» Task to carry out:
Begin at the line containing "job: trace every instance of the pointed" in the entries below and end at the line containing "target: pointed petal tip"; transcribe that range exactly and nothing outside it.

» Supplied material:
________________________

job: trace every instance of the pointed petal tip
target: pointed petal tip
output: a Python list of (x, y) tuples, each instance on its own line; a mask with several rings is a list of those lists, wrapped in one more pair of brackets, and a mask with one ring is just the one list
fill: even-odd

________________________

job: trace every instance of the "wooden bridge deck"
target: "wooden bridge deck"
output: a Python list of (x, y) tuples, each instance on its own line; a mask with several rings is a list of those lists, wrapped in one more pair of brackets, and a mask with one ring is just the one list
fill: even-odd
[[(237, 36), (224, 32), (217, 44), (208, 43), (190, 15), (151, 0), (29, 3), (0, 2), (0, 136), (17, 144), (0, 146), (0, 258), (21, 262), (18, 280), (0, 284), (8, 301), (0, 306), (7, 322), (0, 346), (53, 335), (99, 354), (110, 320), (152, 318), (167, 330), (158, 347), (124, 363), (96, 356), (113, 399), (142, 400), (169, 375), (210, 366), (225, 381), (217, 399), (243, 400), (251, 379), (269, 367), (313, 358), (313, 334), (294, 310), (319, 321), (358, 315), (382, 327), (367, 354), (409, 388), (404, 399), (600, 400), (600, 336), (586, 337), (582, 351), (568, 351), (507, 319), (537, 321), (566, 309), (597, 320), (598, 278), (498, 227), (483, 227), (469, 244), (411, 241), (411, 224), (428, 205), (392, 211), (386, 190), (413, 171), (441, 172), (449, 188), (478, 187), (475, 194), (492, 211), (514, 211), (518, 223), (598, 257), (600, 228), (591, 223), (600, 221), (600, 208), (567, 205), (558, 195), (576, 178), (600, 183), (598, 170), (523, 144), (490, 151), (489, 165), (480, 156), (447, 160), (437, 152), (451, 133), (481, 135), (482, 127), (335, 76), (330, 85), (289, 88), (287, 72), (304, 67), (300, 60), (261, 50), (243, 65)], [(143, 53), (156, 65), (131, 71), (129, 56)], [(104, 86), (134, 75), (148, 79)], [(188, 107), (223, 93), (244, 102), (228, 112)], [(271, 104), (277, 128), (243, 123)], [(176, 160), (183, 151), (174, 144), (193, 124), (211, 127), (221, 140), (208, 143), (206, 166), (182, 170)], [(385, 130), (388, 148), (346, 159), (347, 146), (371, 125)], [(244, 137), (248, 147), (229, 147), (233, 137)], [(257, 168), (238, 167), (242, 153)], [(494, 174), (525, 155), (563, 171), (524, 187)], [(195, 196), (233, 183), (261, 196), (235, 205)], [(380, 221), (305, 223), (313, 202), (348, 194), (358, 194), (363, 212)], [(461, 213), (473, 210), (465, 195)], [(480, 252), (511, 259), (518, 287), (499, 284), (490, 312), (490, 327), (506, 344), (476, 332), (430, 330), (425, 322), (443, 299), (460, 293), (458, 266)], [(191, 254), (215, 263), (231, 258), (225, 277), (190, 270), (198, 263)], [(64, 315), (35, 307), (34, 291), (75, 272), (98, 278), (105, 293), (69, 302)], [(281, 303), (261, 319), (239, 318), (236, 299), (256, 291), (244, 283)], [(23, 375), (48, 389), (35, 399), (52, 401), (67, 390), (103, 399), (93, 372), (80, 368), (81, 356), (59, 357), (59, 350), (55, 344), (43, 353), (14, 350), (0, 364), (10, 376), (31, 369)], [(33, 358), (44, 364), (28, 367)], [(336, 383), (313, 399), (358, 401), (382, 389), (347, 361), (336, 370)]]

________________________

» Task output:
job: trace every instance of the pointed petal tip
target: pointed petal tip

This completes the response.